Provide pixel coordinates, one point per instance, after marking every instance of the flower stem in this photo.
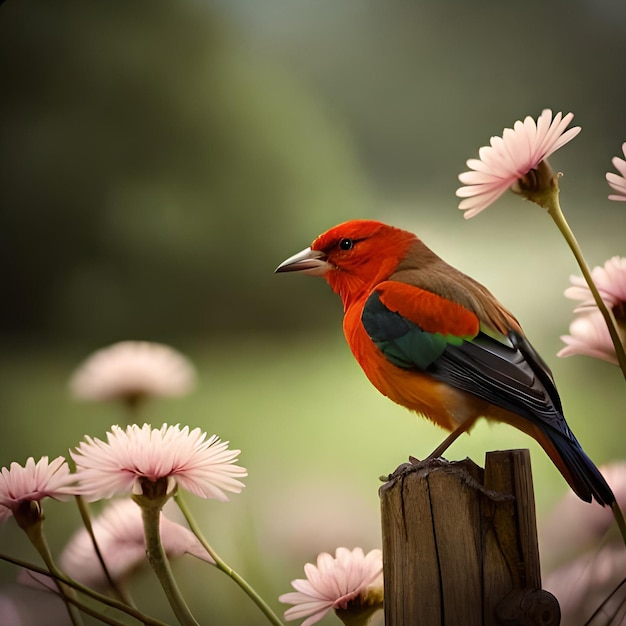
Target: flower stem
(555, 212)
(224, 567)
(151, 513)
(117, 590)
(116, 604)
(30, 520)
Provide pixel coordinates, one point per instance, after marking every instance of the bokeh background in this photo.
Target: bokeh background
(159, 159)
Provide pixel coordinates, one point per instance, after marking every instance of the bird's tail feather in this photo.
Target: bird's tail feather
(583, 476)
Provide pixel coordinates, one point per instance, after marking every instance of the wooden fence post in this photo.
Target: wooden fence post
(460, 545)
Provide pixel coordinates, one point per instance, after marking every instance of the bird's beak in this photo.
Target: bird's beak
(312, 262)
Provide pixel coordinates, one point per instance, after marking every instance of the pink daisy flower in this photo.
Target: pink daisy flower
(589, 336)
(119, 532)
(351, 581)
(610, 281)
(618, 181)
(187, 459)
(33, 483)
(131, 371)
(511, 157)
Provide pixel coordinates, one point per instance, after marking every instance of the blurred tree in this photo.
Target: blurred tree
(150, 169)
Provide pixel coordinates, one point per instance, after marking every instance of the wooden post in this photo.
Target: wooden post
(460, 545)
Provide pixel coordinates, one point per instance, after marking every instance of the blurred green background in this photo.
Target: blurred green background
(159, 159)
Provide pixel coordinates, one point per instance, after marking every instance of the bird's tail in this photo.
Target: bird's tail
(580, 472)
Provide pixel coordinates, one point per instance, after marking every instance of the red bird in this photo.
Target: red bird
(437, 342)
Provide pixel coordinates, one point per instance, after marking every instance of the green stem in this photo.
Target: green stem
(554, 209)
(30, 520)
(151, 512)
(224, 567)
(117, 590)
(115, 604)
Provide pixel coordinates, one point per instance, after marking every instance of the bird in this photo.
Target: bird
(439, 343)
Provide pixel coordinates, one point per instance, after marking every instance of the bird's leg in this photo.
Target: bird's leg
(449, 440)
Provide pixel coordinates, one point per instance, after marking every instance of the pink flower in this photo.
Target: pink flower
(511, 157)
(618, 181)
(610, 281)
(583, 562)
(33, 482)
(588, 331)
(184, 458)
(120, 535)
(589, 336)
(350, 580)
(133, 370)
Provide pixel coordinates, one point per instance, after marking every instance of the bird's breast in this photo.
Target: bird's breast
(410, 388)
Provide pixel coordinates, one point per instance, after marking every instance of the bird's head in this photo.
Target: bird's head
(353, 256)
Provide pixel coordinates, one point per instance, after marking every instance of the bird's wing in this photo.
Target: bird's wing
(417, 329)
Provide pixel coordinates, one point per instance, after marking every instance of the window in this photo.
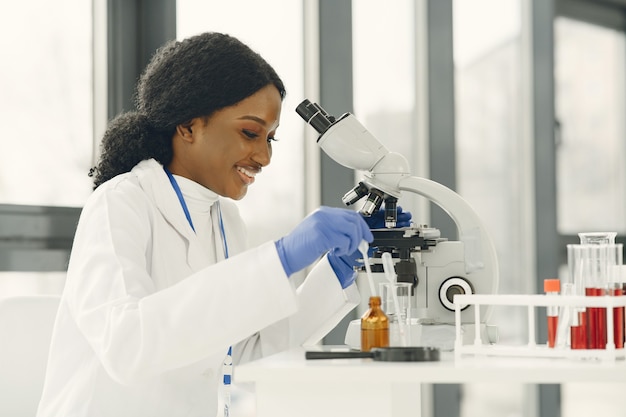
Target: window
(46, 110)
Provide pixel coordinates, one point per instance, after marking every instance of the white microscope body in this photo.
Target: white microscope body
(438, 268)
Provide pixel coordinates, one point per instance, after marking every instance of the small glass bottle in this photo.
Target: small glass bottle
(374, 326)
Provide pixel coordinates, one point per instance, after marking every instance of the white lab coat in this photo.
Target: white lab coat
(144, 322)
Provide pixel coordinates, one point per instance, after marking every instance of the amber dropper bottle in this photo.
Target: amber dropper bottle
(374, 326)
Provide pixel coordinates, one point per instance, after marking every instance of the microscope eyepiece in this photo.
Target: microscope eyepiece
(315, 115)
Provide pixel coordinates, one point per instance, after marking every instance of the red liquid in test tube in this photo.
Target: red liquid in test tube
(552, 287)
(618, 321)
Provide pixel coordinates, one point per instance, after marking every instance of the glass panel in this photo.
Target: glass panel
(488, 120)
(46, 102)
(276, 201)
(383, 75)
(589, 100)
(487, 58)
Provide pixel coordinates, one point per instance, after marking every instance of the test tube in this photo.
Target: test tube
(552, 287)
(577, 315)
(615, 288)
(594, 264)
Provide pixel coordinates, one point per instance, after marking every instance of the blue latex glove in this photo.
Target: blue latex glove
(344, 265)
(326, 229)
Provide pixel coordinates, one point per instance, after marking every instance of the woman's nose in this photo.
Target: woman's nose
(263, 153)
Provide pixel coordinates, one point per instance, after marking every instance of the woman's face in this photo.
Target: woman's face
(226, 151)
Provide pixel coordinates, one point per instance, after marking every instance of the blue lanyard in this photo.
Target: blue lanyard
(179, 194)
(228, 362)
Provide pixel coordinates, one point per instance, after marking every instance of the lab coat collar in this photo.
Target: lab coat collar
(155, 182)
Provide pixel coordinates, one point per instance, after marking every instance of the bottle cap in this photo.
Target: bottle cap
(551, 285)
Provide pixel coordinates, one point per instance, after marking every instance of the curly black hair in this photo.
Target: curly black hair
(184, 80)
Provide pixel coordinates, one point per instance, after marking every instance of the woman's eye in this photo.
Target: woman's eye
(250, 134)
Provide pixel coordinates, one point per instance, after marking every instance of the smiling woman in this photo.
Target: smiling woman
(160, 251)
(225, 151)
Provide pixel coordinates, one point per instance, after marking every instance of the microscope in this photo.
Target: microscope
(437, 268)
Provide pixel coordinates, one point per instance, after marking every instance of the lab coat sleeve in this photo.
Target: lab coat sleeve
(137, 331)
(322, 304)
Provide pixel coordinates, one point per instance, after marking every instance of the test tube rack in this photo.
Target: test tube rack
(532, 348)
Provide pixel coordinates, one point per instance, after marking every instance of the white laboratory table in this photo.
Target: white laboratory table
(286, 384)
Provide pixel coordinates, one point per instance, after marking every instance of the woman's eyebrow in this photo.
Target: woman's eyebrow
(254, 118)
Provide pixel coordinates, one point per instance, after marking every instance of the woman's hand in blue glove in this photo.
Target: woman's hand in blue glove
(344, 265)
(326, 229)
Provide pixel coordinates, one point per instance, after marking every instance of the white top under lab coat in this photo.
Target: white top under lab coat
(147, 314)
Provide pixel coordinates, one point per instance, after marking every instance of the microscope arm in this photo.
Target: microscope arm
(480, 252)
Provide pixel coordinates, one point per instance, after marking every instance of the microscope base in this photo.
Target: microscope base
(418, 334)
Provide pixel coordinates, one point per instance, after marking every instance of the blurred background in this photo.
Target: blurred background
(517, 105)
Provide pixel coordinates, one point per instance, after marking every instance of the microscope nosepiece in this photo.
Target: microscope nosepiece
(373, 202)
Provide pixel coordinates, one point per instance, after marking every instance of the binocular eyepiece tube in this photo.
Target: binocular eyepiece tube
(315, 115)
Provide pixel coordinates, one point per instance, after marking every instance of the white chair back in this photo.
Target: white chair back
(26, 323)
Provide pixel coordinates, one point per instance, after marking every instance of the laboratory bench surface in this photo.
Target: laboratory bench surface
(287, 384)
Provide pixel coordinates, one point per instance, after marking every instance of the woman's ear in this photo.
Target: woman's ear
(184, 130)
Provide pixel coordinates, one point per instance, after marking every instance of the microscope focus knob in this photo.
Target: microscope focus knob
(452, 286)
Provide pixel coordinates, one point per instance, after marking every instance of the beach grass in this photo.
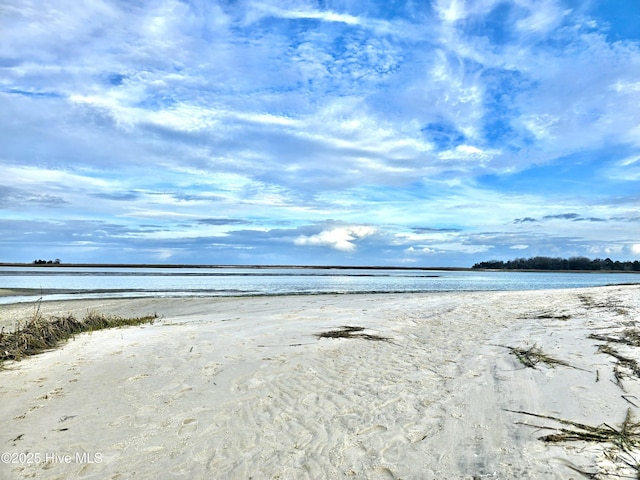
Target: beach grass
(352, 332)
(531, 357)
(39, 334)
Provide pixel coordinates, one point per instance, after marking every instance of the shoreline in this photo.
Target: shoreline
(240, 387)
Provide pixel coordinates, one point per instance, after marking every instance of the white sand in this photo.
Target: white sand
(235, 388)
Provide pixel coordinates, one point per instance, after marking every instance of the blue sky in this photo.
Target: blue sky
(415, 133)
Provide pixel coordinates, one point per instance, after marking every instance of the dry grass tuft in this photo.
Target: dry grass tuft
(622, 363)
(39, 334)
(352, 332)
(624, 440)
(533, 356)
(629, 336)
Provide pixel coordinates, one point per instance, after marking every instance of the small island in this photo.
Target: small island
(560, 264)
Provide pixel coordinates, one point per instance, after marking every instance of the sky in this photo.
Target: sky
(319, 132)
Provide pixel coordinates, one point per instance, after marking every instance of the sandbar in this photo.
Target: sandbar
(241, 388)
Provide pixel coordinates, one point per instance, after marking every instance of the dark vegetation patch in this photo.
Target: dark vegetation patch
(40, 334)
(352, 332)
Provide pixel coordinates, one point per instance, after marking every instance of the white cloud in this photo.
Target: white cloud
(339, 238)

▬▬▬

**YOUR OBJECTIVE**
The reply should consist solely of the lines above from the one that has "under lab coat in this photo." through the one that has "base in this photo.", reproduced exactly.

**REPLY TO THE EXERCISE**
Provide pixel coordinates, one point per instance, after marking every instance of the white top under lab coat in this photo.
Target: white top under lab coat
(147, 314)
Provide pixel coordinates, one point per instance, after marking every instance of the microscope arm in this photo.
Target: microscope arm
(480, 252)
Provide pixel coordinates, one point per instance, after marking every instance of the microscope base in this photo.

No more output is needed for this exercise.